[Location identification items]
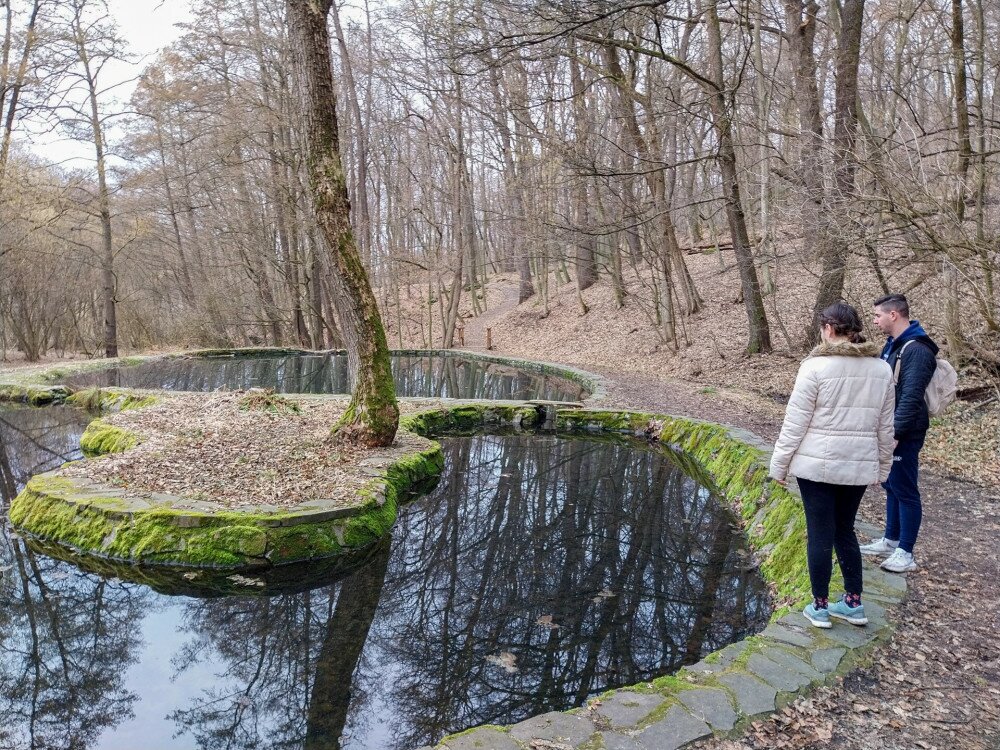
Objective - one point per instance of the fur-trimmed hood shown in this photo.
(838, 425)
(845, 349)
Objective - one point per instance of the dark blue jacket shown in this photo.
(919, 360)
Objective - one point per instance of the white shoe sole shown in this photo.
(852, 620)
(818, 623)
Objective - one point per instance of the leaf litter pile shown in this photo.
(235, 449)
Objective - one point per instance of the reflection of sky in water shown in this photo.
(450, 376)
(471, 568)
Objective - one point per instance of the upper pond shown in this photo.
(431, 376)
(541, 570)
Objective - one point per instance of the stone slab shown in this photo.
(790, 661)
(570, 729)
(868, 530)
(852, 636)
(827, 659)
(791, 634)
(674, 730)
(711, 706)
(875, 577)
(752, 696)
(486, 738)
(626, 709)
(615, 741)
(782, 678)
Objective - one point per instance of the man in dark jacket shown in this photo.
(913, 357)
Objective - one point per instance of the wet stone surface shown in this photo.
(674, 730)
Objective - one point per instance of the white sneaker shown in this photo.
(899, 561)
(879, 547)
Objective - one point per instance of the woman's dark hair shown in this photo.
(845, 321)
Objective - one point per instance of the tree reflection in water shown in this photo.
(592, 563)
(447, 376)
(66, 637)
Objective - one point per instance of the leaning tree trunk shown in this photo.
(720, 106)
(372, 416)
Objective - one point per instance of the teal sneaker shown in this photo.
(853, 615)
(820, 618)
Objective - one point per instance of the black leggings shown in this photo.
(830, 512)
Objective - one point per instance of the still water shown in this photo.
...
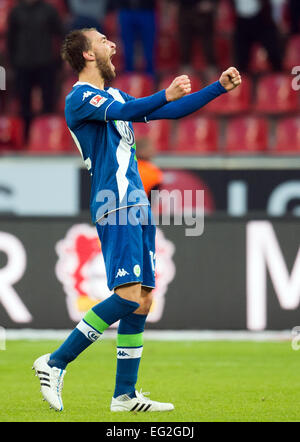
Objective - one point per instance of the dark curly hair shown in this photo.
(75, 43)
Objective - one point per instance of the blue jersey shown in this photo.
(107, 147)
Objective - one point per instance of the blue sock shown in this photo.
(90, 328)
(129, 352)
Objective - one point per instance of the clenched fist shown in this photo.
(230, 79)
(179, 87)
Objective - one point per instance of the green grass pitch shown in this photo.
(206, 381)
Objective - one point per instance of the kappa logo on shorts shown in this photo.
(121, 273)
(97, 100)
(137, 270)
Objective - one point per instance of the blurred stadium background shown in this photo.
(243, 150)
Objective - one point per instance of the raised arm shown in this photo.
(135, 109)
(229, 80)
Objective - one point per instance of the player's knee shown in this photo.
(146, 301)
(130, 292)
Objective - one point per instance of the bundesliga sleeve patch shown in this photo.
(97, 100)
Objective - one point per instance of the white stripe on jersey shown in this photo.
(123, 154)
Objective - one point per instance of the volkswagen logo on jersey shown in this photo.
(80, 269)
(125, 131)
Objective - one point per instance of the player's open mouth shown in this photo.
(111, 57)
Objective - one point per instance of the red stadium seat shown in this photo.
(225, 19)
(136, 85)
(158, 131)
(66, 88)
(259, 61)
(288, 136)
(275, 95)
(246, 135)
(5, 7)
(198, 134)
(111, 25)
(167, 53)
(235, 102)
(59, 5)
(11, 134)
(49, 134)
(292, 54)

- _Direction_
Locate each line of the material that contains the word "logo", matching case exactly, and copy those lines.

- _Solution to the exercise_
Objective - one point per instance of the kappa logo on shorts shown in this photo.
Objective - one point per instance of the volkswagen logo on jersey shown in this photo.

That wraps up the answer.